(TO BE DONE):
Report every line in the items below that contains the string "cone", copying each one in full.

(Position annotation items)
○ ○ ○ ○
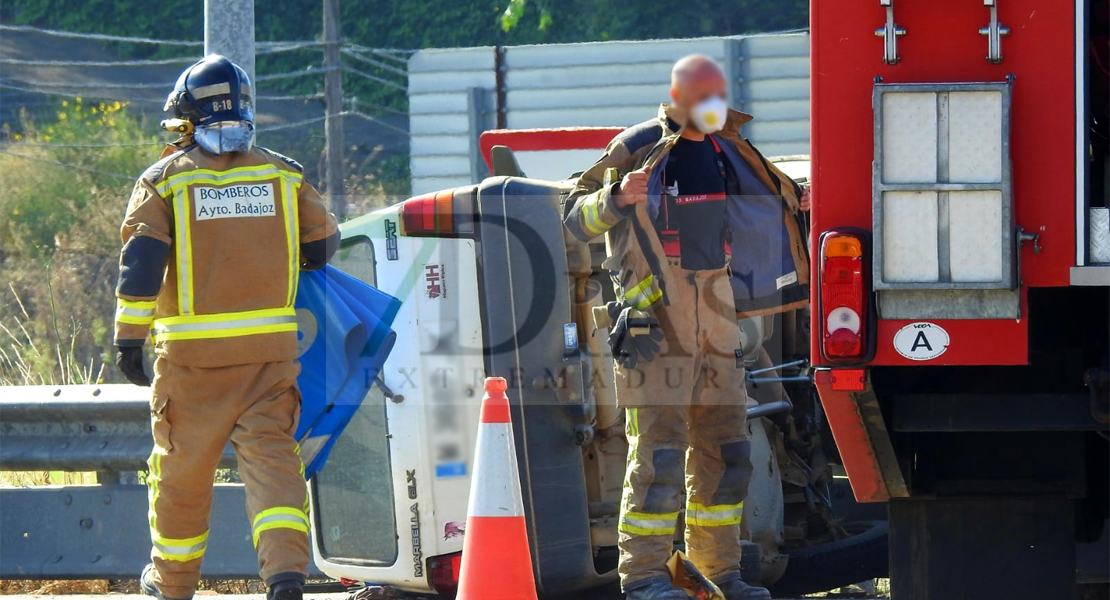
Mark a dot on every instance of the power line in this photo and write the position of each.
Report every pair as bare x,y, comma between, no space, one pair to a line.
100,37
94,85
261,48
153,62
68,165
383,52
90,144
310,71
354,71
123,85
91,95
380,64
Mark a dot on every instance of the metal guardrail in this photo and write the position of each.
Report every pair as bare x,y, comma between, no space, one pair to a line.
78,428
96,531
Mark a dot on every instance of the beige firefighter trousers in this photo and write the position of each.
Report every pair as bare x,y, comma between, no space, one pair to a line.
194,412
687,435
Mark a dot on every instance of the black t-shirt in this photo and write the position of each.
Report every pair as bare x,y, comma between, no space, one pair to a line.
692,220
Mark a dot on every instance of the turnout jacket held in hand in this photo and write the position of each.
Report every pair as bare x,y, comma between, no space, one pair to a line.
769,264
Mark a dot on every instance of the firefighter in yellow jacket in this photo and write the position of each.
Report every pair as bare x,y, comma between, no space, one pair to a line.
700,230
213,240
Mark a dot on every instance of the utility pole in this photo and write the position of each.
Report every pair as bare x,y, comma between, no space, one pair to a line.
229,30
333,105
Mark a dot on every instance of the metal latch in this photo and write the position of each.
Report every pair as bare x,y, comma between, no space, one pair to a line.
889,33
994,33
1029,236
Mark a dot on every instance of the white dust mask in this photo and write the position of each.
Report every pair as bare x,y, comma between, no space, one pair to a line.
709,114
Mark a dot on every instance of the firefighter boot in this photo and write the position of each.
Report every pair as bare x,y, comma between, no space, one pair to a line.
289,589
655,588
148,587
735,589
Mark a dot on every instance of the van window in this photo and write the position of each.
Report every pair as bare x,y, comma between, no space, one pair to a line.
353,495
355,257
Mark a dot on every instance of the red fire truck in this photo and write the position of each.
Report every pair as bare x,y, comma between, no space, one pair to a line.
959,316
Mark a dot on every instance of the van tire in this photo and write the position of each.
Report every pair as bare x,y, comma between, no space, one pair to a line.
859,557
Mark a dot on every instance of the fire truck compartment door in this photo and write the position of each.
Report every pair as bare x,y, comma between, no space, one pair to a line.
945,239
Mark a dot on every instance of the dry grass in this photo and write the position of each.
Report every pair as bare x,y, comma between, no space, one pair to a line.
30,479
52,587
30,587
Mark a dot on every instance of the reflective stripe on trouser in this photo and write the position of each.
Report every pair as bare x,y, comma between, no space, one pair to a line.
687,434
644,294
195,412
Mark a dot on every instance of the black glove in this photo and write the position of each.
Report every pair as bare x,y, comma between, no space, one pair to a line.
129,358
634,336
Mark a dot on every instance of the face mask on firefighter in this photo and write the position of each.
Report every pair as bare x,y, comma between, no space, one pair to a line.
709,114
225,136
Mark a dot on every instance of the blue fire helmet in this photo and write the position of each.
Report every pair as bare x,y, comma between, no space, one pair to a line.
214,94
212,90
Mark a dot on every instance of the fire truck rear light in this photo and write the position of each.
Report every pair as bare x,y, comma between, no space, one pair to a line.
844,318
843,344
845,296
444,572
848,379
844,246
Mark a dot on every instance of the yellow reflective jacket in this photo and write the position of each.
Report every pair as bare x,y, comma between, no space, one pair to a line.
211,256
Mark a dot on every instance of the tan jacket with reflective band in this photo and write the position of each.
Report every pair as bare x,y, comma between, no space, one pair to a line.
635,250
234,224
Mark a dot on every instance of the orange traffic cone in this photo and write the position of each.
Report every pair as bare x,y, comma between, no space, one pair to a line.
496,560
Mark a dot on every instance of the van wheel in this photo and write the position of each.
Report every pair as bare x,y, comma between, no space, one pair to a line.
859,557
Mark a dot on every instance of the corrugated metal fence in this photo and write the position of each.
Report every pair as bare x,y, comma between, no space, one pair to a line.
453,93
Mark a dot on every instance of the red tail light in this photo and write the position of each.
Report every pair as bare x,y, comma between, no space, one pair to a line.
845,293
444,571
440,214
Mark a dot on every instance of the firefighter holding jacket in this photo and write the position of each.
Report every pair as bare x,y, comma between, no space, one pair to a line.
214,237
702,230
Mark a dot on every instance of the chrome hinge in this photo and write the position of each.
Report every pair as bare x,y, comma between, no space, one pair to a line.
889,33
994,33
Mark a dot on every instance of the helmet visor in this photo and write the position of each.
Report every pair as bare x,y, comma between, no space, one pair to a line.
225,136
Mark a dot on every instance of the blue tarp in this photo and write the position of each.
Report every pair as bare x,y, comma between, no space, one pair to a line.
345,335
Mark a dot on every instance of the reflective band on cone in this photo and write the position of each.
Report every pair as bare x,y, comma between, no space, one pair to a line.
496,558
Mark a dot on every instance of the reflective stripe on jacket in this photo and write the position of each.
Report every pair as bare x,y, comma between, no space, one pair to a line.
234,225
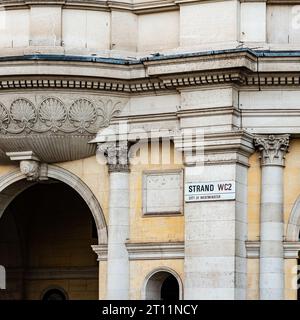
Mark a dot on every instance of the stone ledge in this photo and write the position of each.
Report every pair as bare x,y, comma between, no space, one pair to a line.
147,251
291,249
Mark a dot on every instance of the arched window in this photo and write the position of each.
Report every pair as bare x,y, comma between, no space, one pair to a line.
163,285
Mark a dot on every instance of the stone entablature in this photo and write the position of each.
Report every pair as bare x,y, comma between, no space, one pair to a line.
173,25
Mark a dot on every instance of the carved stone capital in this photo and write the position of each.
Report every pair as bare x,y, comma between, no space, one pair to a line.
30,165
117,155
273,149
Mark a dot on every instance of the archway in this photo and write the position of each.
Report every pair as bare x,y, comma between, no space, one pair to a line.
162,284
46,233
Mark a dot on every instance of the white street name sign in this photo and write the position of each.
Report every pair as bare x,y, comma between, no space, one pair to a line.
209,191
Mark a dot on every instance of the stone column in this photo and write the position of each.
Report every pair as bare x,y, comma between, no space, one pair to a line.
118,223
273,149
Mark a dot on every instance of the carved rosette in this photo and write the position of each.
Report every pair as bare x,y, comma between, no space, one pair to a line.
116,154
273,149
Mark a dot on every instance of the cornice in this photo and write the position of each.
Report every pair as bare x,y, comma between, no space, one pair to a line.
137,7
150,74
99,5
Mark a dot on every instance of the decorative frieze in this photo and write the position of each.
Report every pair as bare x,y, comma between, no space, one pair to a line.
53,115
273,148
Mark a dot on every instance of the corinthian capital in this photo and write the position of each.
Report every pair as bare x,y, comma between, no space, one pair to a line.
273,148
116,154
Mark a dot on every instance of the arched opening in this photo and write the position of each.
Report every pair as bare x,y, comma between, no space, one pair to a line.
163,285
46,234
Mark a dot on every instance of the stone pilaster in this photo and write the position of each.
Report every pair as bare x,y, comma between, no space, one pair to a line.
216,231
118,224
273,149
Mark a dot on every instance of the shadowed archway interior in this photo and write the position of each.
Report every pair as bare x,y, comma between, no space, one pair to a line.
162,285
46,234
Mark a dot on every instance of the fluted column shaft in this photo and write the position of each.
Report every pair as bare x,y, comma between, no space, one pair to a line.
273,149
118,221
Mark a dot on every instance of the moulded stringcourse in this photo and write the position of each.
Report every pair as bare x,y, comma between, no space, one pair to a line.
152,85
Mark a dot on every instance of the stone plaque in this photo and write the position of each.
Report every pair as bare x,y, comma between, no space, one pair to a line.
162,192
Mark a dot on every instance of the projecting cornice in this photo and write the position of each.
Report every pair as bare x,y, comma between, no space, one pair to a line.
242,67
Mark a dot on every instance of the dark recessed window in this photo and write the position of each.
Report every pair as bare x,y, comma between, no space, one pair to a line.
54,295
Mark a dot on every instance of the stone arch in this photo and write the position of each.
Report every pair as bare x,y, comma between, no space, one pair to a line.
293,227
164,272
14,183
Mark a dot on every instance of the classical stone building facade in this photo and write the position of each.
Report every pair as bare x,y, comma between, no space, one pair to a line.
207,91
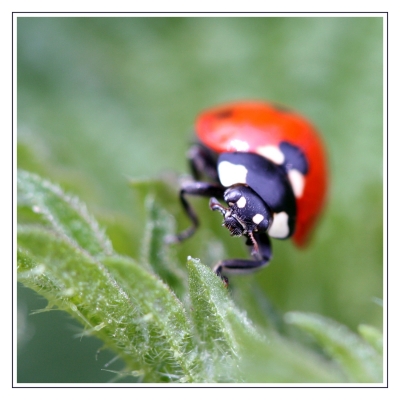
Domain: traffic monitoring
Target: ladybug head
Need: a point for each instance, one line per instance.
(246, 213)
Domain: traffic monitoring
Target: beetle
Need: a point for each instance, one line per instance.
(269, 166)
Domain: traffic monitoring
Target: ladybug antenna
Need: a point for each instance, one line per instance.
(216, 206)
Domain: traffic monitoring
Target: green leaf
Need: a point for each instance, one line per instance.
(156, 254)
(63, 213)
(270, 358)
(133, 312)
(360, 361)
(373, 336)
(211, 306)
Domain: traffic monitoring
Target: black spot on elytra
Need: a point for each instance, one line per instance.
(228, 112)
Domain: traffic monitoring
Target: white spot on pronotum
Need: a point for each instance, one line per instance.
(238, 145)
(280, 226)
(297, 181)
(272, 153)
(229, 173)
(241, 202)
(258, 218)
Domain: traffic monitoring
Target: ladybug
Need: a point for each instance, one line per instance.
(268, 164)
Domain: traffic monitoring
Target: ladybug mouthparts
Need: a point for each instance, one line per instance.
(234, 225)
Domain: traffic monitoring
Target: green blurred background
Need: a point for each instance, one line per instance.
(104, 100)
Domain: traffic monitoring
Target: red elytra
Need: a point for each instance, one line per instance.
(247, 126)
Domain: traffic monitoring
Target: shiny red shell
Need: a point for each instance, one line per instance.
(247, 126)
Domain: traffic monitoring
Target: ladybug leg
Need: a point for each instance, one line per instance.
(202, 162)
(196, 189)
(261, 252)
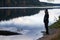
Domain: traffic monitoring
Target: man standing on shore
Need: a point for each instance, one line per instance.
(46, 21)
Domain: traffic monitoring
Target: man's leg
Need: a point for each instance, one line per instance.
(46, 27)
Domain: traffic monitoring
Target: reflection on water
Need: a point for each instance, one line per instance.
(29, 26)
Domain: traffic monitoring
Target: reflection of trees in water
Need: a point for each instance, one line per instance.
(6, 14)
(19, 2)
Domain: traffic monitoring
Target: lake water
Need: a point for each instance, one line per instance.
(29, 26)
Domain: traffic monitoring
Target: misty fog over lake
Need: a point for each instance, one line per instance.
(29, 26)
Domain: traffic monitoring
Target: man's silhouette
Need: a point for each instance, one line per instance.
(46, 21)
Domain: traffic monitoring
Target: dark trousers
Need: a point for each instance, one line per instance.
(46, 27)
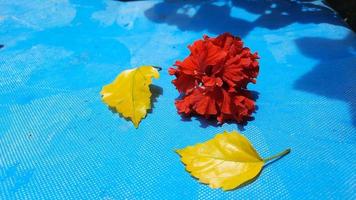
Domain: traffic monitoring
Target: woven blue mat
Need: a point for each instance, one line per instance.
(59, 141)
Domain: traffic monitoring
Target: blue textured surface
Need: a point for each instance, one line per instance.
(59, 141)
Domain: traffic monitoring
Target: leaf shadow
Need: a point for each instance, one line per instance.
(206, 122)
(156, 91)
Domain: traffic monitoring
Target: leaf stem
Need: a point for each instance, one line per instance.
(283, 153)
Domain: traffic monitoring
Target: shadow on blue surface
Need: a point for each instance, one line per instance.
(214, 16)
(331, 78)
○ ○ ○ ○
(WRITTEN SOLUTION):
Mark a dot on every instance of the orange traffic cone in this photo and write the position of each.
Mark a dot on every instance of the reflective band on cone in this photo and write the position of each.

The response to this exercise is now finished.